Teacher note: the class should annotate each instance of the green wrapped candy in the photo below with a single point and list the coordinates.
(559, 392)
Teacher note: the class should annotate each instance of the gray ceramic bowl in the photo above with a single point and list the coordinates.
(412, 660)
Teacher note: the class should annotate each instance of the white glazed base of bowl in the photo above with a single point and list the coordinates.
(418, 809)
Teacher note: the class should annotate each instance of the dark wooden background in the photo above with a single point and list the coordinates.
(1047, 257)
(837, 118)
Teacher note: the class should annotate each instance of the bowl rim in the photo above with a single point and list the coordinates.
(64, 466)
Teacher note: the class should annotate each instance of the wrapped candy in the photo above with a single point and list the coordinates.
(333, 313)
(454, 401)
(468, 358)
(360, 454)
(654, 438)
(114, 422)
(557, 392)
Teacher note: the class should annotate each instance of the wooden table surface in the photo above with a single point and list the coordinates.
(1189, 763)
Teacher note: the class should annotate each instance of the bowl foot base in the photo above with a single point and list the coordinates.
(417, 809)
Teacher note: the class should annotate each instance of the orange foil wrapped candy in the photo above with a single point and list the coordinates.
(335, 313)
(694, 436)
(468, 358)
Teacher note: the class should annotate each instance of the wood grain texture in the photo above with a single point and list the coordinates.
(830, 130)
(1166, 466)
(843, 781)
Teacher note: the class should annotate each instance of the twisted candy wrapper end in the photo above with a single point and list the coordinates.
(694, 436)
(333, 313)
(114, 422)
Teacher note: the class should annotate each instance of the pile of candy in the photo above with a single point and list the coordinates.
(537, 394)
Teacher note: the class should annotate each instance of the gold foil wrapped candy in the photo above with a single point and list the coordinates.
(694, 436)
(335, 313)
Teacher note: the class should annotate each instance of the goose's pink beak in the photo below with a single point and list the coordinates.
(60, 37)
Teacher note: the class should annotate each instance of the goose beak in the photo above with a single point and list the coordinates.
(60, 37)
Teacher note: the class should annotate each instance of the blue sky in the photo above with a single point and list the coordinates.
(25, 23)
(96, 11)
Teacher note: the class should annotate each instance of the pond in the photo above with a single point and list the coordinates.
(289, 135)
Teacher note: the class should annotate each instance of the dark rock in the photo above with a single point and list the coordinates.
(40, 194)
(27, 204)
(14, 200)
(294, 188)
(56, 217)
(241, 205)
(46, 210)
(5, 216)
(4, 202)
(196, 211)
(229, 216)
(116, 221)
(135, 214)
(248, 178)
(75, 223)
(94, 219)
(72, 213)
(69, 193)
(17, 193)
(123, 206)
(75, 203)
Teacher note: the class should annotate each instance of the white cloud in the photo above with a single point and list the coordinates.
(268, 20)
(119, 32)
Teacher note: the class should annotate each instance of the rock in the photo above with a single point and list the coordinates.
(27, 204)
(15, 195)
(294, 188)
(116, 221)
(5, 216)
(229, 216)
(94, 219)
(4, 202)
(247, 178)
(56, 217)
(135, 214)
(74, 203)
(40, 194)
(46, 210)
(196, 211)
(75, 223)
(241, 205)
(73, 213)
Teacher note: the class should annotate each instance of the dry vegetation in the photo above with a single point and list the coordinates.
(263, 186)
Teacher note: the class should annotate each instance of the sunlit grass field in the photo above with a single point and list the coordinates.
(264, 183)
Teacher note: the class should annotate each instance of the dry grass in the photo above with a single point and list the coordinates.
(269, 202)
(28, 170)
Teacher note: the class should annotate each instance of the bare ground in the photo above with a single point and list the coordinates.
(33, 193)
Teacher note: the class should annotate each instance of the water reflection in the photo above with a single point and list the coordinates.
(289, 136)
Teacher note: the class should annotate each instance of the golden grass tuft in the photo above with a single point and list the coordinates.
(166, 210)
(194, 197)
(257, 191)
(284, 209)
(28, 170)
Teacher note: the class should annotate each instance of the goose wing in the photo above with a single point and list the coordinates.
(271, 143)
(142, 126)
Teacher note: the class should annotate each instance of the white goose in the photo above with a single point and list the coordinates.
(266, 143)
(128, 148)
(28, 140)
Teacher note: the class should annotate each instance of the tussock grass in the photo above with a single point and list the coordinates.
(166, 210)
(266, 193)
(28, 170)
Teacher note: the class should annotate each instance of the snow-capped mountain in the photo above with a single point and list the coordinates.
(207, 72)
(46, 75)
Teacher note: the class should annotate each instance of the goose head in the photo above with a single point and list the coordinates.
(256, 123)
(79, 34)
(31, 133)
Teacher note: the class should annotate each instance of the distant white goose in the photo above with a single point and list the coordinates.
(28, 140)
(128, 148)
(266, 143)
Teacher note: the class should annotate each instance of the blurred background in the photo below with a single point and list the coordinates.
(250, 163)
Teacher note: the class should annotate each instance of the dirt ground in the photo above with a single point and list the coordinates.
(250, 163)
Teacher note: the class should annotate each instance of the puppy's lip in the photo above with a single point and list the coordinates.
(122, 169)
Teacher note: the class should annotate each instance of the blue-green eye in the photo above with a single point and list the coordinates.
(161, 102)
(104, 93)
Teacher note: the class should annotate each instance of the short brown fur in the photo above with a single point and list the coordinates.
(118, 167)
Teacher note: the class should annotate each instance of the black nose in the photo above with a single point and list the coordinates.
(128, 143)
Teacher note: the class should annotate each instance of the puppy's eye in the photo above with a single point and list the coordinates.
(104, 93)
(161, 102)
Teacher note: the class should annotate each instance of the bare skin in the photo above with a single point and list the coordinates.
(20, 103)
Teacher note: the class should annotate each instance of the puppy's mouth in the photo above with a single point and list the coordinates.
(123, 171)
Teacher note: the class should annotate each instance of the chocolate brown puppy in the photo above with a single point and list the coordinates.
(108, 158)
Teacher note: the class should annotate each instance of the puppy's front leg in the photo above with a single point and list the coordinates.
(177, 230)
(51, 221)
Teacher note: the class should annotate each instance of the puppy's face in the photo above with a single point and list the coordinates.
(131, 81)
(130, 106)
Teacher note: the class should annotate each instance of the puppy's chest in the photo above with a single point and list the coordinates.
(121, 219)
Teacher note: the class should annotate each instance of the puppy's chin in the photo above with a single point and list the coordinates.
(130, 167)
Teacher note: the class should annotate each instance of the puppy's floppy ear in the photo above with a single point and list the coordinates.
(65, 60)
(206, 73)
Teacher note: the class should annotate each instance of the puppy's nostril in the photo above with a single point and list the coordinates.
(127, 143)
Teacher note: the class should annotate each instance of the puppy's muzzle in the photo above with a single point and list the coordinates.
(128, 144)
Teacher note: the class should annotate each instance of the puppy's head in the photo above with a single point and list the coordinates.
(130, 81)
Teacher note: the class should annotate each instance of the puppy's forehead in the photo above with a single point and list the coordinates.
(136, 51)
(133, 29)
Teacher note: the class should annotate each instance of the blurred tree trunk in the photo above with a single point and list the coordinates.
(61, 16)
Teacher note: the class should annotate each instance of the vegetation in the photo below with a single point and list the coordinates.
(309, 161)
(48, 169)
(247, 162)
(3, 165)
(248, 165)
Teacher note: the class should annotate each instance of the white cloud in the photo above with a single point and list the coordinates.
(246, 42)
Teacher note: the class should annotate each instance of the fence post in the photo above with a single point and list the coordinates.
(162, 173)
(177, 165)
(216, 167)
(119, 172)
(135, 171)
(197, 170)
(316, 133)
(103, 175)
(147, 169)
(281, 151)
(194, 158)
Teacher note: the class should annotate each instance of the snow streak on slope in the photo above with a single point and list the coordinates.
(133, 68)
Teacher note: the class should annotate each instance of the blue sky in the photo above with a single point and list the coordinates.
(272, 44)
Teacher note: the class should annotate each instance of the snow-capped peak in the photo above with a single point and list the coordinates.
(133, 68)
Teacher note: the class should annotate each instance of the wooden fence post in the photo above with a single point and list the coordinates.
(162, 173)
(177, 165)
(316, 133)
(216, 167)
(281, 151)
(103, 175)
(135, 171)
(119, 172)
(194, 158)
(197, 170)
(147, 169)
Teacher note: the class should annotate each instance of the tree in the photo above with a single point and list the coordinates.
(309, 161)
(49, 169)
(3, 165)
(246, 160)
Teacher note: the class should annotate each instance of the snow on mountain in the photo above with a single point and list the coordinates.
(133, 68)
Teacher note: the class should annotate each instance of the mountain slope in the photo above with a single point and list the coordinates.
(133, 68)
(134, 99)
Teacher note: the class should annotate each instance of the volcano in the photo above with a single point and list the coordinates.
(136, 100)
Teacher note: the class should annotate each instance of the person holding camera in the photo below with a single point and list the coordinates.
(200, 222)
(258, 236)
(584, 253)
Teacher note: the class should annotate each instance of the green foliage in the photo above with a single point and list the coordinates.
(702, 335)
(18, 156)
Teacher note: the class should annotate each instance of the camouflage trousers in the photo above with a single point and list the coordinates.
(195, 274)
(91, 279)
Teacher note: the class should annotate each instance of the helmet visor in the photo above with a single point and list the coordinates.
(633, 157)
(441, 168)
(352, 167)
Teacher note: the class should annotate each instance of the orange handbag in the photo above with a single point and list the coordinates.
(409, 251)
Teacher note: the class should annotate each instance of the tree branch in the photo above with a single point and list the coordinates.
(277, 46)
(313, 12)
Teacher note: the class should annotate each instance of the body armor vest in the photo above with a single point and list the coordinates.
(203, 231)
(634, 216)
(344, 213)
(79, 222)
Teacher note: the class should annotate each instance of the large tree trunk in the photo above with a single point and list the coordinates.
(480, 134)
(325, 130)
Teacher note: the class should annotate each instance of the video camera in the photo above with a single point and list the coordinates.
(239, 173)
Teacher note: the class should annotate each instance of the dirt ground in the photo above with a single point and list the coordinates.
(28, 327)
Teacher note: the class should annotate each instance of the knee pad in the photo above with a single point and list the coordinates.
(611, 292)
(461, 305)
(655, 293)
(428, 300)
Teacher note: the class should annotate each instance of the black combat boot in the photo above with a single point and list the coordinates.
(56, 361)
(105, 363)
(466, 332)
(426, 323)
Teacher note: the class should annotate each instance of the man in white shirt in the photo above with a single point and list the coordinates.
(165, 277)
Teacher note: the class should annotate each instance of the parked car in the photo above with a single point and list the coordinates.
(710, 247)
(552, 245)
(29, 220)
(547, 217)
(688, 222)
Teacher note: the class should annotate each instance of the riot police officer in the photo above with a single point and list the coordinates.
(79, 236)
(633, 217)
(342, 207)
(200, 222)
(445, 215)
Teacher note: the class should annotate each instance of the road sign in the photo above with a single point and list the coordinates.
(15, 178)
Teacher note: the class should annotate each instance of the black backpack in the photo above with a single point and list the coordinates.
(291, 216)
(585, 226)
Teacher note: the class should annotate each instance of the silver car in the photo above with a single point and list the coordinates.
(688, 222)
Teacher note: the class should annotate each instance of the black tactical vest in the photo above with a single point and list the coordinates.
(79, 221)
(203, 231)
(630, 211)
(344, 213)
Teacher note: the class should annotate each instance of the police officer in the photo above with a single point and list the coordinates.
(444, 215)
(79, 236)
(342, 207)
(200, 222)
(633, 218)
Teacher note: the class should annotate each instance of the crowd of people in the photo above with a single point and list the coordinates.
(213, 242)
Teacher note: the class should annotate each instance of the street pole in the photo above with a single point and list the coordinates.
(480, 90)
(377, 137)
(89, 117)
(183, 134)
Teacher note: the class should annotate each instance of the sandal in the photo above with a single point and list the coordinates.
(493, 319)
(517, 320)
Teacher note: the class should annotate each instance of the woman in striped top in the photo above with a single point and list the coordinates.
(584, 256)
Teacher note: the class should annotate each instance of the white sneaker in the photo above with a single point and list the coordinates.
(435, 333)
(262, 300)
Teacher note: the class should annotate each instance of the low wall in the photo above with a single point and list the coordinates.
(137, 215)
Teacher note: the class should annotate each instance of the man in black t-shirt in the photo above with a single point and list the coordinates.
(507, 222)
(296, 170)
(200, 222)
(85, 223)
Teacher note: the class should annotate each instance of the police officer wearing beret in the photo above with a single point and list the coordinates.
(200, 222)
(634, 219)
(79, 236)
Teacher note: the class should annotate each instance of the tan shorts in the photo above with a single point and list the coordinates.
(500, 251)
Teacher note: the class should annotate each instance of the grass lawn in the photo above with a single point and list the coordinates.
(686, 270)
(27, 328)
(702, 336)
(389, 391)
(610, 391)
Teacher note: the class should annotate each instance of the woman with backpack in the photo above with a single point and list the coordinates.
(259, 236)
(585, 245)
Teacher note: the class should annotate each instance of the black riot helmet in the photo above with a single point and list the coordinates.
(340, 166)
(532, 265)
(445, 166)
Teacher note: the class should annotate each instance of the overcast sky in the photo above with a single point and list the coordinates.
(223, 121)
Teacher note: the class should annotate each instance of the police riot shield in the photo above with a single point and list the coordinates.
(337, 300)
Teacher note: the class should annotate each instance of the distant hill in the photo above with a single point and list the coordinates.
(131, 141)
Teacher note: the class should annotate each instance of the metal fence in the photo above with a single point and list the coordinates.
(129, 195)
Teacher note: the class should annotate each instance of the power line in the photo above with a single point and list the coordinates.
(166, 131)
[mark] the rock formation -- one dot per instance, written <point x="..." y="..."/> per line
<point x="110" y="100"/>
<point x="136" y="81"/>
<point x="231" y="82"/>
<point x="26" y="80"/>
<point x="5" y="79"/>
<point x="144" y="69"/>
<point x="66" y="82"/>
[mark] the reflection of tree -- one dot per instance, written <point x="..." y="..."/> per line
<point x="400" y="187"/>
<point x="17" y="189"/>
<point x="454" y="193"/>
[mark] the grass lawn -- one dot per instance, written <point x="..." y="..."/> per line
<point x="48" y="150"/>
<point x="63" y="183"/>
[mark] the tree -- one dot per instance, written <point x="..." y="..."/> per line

☆ ☆ ☆

## WHAT IS BEING ASKED
The lines you need run from the one containing "[mark] the rock" to the end of the listing. Output exactly those, both ends included.

## ANSWER BOX
[mark] the rock formation -- one dot per instance, written <point x="..." y="..."/> per line
<point x="110" y="100"/>
<point x="136" y="81"/>
<point x="231" y="82"/>
<point x="26" y="80"/>
<point x="5" y="79"/>
<point x="144" y="69"/>
<point x="66" y="82"/>
[mark] the reflection of tree -- one dot per instance, written <point x="..." y="..."/> per line
<point x="400" y="187"/>
<point x="17" y="189"/>
<point x="454" y="193"/>
[mark] the grass lawn -- one dot per instance, written <point x="..." y="..."/> per line
<point x="48" y="150"/>
<point x="63" y="183"/>
[mark] the tree -- one dot per instance, written <point x="..." y="..."/> per line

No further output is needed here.